**WHAT IS BEING ASKED**
Gather every line in the data below that contains the word "wristwatch". Case counts.

**STORED DATA**
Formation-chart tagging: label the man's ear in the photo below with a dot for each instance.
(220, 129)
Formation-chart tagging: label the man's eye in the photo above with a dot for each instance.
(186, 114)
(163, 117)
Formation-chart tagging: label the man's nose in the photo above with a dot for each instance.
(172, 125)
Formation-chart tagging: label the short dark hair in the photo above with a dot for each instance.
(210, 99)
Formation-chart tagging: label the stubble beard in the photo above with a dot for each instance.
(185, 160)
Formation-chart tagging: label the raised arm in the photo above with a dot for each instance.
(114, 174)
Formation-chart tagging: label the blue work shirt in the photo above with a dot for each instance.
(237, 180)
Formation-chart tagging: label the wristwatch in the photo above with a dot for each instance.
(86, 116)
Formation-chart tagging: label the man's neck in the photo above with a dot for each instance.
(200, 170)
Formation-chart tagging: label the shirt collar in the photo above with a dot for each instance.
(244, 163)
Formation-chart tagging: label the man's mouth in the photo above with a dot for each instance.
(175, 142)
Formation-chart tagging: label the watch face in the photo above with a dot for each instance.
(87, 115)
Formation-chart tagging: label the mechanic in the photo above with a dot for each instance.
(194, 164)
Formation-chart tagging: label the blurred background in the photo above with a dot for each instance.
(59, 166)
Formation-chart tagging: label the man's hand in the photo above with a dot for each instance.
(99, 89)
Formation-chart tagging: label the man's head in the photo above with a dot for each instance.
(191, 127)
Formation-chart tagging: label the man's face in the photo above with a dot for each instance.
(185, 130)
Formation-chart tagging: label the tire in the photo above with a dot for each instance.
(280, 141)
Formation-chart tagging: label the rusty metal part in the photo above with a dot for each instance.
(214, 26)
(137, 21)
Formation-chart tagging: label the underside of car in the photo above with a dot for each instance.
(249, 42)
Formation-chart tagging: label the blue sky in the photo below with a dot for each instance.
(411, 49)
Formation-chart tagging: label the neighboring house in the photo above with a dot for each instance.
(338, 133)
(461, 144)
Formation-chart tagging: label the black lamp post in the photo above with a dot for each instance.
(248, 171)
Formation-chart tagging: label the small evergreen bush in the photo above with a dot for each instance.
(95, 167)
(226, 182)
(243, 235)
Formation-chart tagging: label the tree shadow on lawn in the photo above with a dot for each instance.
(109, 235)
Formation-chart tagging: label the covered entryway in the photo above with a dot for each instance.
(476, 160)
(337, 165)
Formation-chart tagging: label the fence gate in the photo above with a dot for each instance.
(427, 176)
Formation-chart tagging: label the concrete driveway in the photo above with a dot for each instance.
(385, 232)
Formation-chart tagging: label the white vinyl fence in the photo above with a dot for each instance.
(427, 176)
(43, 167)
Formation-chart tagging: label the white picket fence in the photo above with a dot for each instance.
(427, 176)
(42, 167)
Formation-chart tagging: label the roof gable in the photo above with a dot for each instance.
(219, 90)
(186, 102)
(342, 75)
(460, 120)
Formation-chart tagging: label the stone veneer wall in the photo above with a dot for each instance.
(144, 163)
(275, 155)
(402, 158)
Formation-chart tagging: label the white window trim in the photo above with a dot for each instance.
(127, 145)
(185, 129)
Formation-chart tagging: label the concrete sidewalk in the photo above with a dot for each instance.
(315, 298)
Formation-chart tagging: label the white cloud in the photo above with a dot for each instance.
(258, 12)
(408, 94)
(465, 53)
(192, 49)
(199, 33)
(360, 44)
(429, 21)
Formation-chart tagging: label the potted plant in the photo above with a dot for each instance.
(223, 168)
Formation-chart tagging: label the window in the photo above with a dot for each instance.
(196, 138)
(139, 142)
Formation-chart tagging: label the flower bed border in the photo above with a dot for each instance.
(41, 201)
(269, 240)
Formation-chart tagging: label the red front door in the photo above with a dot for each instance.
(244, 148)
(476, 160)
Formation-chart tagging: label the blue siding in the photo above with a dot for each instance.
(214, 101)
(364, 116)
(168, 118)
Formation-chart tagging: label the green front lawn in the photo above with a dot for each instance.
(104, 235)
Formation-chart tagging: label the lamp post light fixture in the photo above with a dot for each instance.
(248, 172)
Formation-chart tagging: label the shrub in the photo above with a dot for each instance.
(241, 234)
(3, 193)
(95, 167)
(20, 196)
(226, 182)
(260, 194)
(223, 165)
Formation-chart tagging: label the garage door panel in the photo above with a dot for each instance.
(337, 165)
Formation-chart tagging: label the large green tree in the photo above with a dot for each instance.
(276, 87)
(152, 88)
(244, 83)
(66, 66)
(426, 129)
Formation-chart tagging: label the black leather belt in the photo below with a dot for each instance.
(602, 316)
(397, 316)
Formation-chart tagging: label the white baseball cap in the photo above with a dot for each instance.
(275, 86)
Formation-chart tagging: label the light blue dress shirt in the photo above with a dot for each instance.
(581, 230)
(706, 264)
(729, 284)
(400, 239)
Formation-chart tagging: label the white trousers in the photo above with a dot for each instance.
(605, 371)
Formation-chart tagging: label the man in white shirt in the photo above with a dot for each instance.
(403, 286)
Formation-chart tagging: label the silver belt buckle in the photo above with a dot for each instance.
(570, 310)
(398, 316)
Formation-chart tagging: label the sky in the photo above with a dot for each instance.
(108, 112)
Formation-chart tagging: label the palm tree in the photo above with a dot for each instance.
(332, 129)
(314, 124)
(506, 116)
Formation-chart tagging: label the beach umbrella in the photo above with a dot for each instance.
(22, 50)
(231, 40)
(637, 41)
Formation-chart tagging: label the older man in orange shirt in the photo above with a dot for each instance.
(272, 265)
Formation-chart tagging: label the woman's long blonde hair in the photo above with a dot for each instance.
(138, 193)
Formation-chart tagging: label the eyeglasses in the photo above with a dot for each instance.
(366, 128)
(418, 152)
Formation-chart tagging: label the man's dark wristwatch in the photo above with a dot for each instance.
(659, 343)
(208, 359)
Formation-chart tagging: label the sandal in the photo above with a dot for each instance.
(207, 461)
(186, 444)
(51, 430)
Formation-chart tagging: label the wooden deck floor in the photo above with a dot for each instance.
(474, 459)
* * *
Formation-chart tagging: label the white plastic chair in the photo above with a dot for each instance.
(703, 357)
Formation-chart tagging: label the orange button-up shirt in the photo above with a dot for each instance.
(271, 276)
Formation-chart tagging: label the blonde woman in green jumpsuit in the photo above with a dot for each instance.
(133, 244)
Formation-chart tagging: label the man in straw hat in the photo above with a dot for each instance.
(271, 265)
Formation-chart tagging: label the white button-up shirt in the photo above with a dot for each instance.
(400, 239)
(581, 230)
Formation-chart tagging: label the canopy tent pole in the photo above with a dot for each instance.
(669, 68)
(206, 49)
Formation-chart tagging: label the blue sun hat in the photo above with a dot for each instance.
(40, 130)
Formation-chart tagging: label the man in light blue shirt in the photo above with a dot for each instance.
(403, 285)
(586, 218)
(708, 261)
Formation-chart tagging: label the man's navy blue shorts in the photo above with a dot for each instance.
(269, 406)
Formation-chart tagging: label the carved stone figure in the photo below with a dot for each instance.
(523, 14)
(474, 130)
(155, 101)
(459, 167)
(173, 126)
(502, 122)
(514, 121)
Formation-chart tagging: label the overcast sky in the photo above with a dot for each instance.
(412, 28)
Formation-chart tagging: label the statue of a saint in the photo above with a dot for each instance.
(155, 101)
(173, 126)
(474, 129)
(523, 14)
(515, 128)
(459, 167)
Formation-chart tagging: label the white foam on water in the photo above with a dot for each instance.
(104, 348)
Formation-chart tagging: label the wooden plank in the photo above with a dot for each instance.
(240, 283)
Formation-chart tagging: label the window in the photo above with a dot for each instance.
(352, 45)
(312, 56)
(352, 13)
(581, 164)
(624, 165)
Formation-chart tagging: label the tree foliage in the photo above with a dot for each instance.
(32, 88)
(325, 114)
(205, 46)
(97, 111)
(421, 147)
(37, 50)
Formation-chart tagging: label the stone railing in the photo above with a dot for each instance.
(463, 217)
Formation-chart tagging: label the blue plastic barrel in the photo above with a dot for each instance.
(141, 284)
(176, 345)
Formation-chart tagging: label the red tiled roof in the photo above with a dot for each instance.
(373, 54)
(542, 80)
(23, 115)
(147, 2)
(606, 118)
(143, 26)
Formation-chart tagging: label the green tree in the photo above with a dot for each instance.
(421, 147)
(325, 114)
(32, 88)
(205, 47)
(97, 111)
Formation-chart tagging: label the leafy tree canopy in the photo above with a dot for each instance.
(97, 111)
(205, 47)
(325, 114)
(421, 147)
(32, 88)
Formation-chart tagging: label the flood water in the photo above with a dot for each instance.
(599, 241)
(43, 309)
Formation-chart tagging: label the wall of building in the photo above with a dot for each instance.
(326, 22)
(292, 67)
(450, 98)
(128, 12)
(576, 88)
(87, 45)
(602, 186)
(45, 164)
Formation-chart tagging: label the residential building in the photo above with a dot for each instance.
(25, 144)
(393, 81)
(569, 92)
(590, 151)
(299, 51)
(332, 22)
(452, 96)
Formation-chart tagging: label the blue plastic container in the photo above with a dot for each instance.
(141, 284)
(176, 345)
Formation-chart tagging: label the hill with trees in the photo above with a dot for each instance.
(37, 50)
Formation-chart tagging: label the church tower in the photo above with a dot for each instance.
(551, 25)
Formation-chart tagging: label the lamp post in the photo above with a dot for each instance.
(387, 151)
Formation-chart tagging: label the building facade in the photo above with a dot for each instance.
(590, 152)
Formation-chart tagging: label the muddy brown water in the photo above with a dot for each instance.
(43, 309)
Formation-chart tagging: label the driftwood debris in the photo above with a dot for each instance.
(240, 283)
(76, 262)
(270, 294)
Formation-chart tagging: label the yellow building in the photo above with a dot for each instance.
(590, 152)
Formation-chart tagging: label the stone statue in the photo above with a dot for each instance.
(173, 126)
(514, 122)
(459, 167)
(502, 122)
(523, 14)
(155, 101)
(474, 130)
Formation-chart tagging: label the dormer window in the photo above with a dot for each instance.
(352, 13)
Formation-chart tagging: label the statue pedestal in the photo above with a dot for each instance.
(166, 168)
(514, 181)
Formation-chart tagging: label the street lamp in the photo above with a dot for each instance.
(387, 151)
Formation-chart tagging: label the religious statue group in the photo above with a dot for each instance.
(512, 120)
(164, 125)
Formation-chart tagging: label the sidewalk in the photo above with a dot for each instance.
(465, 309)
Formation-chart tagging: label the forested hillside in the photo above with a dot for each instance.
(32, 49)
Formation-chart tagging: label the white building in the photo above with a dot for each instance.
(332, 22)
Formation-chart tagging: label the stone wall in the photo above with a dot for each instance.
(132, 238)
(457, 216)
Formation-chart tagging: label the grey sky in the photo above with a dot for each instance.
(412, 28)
...
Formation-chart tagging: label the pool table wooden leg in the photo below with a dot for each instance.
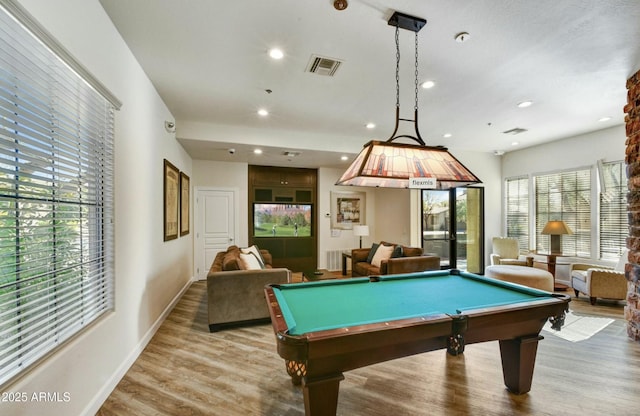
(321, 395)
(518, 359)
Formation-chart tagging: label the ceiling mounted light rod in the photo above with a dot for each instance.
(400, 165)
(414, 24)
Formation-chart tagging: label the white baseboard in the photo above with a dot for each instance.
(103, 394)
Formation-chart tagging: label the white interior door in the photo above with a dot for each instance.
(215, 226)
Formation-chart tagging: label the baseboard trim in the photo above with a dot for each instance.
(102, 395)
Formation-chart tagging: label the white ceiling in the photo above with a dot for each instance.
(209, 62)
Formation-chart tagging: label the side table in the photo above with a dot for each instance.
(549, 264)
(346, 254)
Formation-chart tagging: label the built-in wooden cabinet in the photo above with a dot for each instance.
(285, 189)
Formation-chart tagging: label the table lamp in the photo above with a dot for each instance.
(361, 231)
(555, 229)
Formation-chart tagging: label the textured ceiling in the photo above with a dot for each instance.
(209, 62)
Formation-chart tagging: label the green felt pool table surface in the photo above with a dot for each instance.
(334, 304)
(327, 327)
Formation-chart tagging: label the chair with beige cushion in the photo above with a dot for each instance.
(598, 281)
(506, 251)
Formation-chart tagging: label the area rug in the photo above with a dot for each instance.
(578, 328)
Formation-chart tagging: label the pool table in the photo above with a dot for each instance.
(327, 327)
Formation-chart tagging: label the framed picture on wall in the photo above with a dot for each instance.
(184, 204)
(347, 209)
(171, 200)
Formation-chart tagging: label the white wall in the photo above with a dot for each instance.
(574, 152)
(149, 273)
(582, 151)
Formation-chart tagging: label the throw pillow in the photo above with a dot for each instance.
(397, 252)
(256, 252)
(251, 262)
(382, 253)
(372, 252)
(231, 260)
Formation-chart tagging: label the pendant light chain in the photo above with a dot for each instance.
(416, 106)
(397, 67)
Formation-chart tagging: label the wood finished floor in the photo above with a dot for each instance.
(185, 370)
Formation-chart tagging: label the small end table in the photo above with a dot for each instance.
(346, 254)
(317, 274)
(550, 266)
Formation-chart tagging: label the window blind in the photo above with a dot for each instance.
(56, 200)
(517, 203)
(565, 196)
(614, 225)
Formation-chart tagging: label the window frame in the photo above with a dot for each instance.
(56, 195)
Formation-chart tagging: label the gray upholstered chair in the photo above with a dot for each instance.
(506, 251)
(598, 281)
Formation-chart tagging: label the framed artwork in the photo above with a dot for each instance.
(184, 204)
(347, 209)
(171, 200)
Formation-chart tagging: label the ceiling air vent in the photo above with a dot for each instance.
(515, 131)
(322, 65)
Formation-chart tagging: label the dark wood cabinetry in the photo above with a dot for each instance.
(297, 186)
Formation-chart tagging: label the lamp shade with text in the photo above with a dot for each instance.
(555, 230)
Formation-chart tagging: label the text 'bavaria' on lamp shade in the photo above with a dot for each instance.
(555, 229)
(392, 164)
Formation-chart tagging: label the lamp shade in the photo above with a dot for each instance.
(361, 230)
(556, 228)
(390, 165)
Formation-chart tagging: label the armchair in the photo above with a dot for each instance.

**FINISHED TASK**
Formation-chart tagging: label the wristwatch in the photo above with a dot for each instance.
Formation-chart tagging: label the man's dark wristwatch in the photo above with a dot for each instance.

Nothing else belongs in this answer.